*Set task*:
Pick out every row below that contains the word "balcony" and copy each of those rows in full.

___ Listing ___

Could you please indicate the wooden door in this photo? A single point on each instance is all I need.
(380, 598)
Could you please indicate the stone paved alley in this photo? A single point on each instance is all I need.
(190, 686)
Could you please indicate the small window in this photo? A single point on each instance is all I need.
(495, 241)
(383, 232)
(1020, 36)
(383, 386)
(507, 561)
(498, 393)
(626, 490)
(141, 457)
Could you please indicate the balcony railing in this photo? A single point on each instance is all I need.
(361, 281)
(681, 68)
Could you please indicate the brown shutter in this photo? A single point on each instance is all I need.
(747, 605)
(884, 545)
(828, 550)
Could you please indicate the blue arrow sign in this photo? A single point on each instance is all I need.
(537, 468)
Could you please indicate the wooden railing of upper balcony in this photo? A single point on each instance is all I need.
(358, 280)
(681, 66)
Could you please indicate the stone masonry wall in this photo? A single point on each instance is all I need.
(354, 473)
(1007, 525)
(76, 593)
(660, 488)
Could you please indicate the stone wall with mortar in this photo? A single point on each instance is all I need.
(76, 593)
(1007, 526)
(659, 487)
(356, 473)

___
___ Listing ___

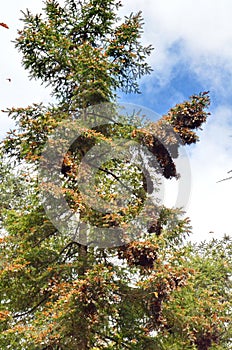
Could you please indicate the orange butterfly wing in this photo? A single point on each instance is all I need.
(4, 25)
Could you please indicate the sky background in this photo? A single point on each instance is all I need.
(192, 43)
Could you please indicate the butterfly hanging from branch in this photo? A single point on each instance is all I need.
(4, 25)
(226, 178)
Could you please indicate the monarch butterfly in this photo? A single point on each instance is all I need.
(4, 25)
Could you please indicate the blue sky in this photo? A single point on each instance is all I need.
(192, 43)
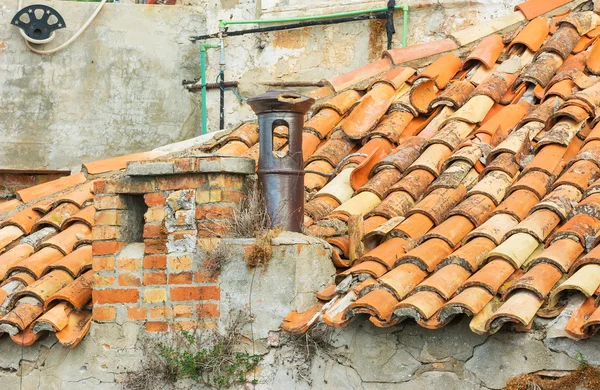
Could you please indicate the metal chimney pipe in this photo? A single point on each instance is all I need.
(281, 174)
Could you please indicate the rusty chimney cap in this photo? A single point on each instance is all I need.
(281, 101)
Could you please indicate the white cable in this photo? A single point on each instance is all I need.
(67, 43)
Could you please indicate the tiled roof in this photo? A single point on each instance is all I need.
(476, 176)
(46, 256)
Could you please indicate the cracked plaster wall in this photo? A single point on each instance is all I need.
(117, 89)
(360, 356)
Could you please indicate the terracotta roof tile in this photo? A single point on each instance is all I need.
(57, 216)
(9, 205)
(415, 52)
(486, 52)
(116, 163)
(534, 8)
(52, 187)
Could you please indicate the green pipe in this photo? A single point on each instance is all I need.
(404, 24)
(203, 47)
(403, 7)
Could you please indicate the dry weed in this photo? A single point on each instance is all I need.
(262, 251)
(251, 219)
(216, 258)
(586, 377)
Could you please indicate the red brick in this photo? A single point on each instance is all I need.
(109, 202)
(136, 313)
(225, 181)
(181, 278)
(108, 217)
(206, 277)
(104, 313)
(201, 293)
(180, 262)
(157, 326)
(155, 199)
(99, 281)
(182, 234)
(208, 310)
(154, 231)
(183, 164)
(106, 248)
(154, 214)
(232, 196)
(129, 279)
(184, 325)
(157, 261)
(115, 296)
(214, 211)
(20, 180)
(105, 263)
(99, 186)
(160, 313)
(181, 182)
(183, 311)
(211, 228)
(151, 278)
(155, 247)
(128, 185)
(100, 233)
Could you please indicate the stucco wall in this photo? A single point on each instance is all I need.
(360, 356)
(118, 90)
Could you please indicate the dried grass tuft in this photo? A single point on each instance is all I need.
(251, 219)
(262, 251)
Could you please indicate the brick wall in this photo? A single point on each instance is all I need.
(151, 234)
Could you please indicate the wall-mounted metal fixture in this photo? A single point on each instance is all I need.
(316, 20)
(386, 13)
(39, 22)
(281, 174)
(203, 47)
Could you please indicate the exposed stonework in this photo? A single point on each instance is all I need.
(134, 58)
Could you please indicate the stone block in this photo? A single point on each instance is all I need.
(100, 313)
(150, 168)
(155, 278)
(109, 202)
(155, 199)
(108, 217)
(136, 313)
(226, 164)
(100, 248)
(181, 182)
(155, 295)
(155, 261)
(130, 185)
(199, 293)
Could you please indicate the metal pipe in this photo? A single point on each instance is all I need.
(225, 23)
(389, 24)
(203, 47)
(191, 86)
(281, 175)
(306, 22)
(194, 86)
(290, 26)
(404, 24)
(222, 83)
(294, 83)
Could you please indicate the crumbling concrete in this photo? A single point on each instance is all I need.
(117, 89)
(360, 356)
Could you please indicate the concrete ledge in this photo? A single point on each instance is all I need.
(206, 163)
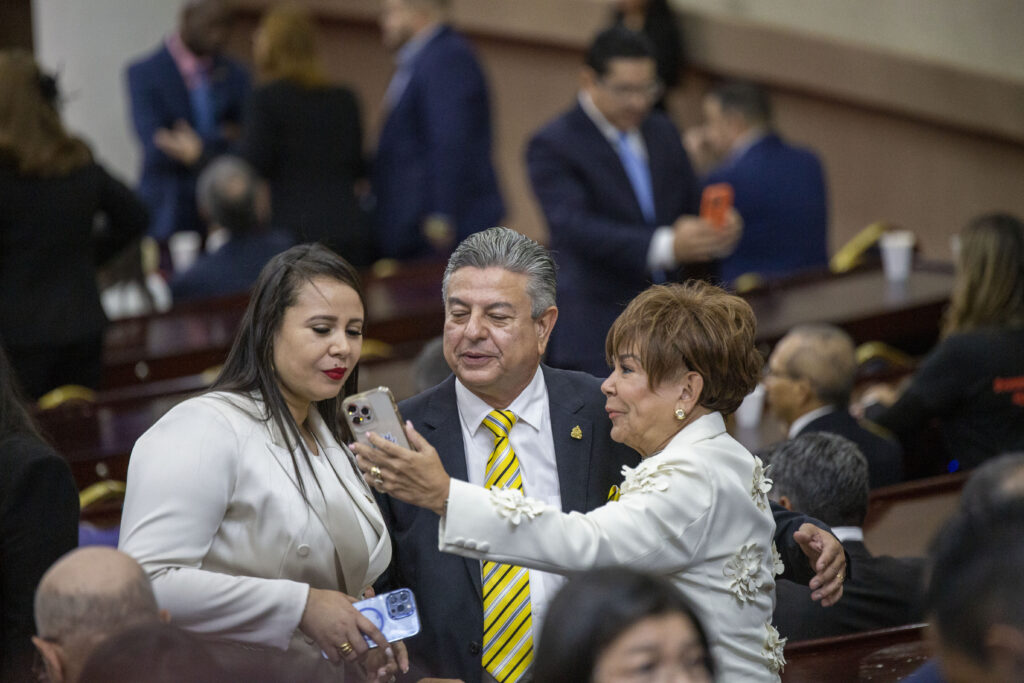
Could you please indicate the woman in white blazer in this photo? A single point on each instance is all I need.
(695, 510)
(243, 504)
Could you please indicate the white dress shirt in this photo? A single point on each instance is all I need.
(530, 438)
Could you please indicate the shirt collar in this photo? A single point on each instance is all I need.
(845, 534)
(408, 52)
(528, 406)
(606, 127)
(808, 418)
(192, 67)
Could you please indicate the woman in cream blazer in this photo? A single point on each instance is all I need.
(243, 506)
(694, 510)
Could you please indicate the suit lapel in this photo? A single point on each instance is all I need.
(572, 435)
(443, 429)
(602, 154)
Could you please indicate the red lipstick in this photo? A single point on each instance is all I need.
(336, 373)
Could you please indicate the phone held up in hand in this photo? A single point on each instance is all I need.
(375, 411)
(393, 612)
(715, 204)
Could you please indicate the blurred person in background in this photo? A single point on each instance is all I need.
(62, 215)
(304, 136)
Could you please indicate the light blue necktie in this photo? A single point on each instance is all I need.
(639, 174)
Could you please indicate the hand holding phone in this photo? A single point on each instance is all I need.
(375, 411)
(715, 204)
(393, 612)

___

*Exercise response*:
Could you please indicate the balcony railing in this photo? A single point on each instance is all I need.
Could you please indicate the wooden railing of upper balcony in this photo? A single point on each instance is all I need.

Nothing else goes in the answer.